What you are asked to do
Rewrite the material below, changing every "single pin" to "single marker" and leaving everything else as it is.

######

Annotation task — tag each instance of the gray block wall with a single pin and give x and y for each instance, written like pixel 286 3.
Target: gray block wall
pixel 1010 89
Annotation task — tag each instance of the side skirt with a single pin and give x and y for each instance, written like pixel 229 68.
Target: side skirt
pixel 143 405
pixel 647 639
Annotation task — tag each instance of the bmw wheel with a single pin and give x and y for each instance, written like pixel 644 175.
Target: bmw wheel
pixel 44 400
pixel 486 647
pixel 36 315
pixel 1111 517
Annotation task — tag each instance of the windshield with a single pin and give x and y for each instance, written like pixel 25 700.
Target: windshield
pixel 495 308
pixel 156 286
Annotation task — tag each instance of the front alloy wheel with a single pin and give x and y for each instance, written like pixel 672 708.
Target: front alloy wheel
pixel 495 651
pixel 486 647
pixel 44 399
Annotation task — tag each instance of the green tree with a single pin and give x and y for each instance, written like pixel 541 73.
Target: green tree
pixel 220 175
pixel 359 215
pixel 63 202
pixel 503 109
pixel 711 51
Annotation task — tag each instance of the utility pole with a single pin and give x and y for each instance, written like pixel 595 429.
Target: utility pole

######

Solution to the problem
Annotation task — tag each instance of the gray block wall with a single marker and give x and y for each instance, written like pixel 286 3.
Target: gray block wall
pixel 1010 89
Annotation task — tag each instance of the side skirt with a single marker and give x and y for each instance, written like pixel 229 68.
Target: side skirt
pixel 143 405
pixel 647 639
Annotation task — tag each instance of the bmw wheel with a single marker and give x and y for each instance, written like pixel 644 175.
Target: bmw wheel
pixel 44 400
pixel 486 647
pixel 36 315
pixel 1111 517
Annotation task — tag each instance of the windshield with a single marker and give x and y for each instance, written like pixel 25 700.
Target: windshield
pixel 495 308
pixel 156 286
Annotation task — tag each instance of the front alloy wheel with a single marker and give x and y for each instance, written like pixel 672 708.
Target: front alloy wheel
pixel 495 651
pixel 486 647
pixel 44 399
Annotation task — tag each instance of the green tree with a single marker and give x and y for each instance, written like pixel 541 73.
Target: green tree
pixel 220 175
pixel 359 215
pixel 63 202
pixel 503 109
pixel 711 51
Annotation task — tag each instance of the utility pole with a single marker and give x and y for each instance, written like pixel 595 429.
Target: utility pole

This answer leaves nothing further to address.